Data on where objects are located

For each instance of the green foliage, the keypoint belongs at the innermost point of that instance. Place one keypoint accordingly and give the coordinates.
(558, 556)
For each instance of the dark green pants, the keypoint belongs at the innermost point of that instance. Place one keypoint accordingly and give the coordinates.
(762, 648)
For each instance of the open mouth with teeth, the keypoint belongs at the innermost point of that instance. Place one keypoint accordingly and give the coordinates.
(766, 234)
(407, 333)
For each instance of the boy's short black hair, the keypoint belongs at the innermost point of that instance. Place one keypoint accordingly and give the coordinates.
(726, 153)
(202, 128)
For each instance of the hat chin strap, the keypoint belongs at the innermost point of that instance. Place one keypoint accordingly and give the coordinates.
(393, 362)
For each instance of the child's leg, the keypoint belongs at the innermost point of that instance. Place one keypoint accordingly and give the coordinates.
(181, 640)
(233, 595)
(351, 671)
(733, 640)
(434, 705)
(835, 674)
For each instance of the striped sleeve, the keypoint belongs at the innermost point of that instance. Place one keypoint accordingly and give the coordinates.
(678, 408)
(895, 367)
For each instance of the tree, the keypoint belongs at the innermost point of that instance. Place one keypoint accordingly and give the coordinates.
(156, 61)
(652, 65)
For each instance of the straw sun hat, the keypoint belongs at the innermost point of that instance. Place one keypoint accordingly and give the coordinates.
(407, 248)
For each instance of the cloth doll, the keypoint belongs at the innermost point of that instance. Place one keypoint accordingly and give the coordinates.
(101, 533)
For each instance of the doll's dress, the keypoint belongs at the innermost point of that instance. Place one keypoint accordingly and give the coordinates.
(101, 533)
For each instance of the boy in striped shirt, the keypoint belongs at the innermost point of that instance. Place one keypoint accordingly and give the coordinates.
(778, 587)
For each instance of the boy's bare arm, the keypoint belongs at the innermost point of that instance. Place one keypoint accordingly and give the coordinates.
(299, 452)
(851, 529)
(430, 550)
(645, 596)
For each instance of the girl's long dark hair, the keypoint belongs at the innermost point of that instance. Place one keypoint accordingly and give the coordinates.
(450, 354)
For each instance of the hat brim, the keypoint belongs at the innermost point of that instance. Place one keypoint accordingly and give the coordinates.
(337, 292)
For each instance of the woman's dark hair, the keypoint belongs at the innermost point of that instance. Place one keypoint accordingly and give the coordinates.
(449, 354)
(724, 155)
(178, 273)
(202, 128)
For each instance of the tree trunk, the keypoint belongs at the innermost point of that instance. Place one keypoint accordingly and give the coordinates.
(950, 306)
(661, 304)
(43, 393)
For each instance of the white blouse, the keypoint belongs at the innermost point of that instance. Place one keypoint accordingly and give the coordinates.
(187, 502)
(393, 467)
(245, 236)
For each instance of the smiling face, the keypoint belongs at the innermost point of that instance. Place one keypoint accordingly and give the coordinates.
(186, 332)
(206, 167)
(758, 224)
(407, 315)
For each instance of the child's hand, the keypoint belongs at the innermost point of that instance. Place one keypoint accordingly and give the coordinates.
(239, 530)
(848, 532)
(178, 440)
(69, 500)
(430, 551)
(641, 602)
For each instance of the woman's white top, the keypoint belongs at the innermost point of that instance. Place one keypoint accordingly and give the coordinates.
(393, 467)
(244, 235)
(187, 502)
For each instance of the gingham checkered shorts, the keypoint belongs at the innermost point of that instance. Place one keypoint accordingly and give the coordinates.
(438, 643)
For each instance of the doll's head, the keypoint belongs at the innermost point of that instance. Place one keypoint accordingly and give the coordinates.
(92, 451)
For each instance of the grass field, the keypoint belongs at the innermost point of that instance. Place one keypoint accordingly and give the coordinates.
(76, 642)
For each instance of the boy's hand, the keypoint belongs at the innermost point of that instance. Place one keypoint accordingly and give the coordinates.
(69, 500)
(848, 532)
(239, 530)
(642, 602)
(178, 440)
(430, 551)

- **Task directions**
Write out all of the data again, switching each "innermost" to "most central" and keeping everything else the same.

- **Output below**
For each instance of the green foliage, the keypoint belongs at the most central point of that instance. Place one keypoint accordingly and give the coordinates.
(558, 556)
For each instance of the dark green pants, the keypoint belongs at the most central point of that instance. Place one keypoint accordingly and give the coordinates.
(762, 648)
For each instance of the open mouth with teeth, the keypoint belongs at the most central point of that instance. Place one keypoint accordingly and give the coordinates.
(766, 234)
(407, 333)
For each instance of the boy's short black hair, the keypoint belongs at the most central point of that instance. Place one keypoint accordingly and give the coordinates.
(726, 153)
(202, 128)
For each instance of the hat chin strap, the keypoint belongs at the most central point of that instance. Place one keypoint accordingly and give the coordinates.
(393, 362)
For each instance of the child's leg, the keypoint belongs at the most central point of that instance. Place one keypoint accordingly and give the coordinates.
(181, 640)
(233, 595)
(351, 671)
(733, 640)
(434, 705)
(835, 674)
For each instance of the striped sleeve, the keypoint belongs at the most central point of that instance. Place one keypoint accordingly and give the coordinates.
(678, 408)
(895, 367)
For each instance of the tree, the keypoint belongs at the most central point of that instance. Place one keypoint accordingly and give the coordinates.
(156, 61)
(652, 65)
For each instance of the straw sun hat, the keypoint belongs at the most central point of that instance. Place one keypoint accordingly and give the coordinates.
(407, 248)
For each instance of the cloth doll, the keypoint belongs at the most central point of that instance. Place one keypoint accordingly and give the coordinates.
(101, 533)
For each instance of the doll's dress, the keypoint belongs at the most central point of that instance. Place one keypoint accordingly and give the coordinates.
(101, 533)
For each instance of the boy in striped shirt, the keypoint belongs at the most central point of that instance. Place one keypoint accordingly and give the coordinates.
(778, 587)
For each instance of the boy's bare arm, the keypoint belongs at the most central point of that instance. Place one keypoint accordingly and give the coordinates.
(299, 452)
(851, 529)
(430, 550)
(645, 596)
For each instance of the girl's long dark hair, the keypoint belongs at the most central point of that instance. Place one keypoint accordingly and give the coordinates.
(450, 354)
For each instance of the hat brim, the keypoint belongs at the most central point of that instance. Place one keypoint accordingly and give the coordinates.
(337, 292)
For each instance of the woman's dark hair, the keypoint belongs at the most central point of that instance. Place one keypoint accordingly and give the coordinates.
(449, 354)
(724, 155)
(178, 273)
(202, 128)
For each instance of the tree trunk, the keypoint belongs at the most central point of that instance. Place one keypoint accordingly and give the coordinates.
(950, 306)
(661, 304)
(43, 393)
For each instance of the white blouse, the keypoint belongs at the most central point of that instance. Place one keypoint accordingly and give the coordinates.
(187, 502)
(393, 467)
(245, 236)
For each instance of the smiling face, the keypoint belongs at the most central point of that instance. Place one keypoint accordingly and give the coordinates.
(186, 332)
(206, 167)
(758, 224)
(407, 315)
For each instance of the child's hand, the keypoint belongs at the most central point of that instance. Place one keypoint accordingly and give the coordinates.
(239, 530)
(848, 532)
(178, 440)
(69, 500)
(430, 551)
(641, 602)
For each instance of the woman's white top, the keypoint belongs at the most central point of that instance. Place one keypoint accordingly and give the coordinates.
(393, 467)
(244, 235)
(187, 502)
For each instance of the gingham checkered shorts, the keypoint belongs at the most central point of that instance. Place one keypoint accordingly and give the coordinates.
(438, 643)
For each instance of the doll's head, the keypoint belongs at the most central point of that instance. Place one keypoint accordingly and give the coordinates.
(92, 451)
For each instance of the grass field, the keypoint belongs at the most central point of that instance. Place one keypoint accordingly and give the coordinates.
(76, 642)
For each instance of the boy's hand, the keypoint belongs at the most central point of that instance. Place one keypoint accordingly and give the coordinates.
(69, 500)
(848, 532)
(239, 530)
(642, 602)
(178, 440)
(430, 551)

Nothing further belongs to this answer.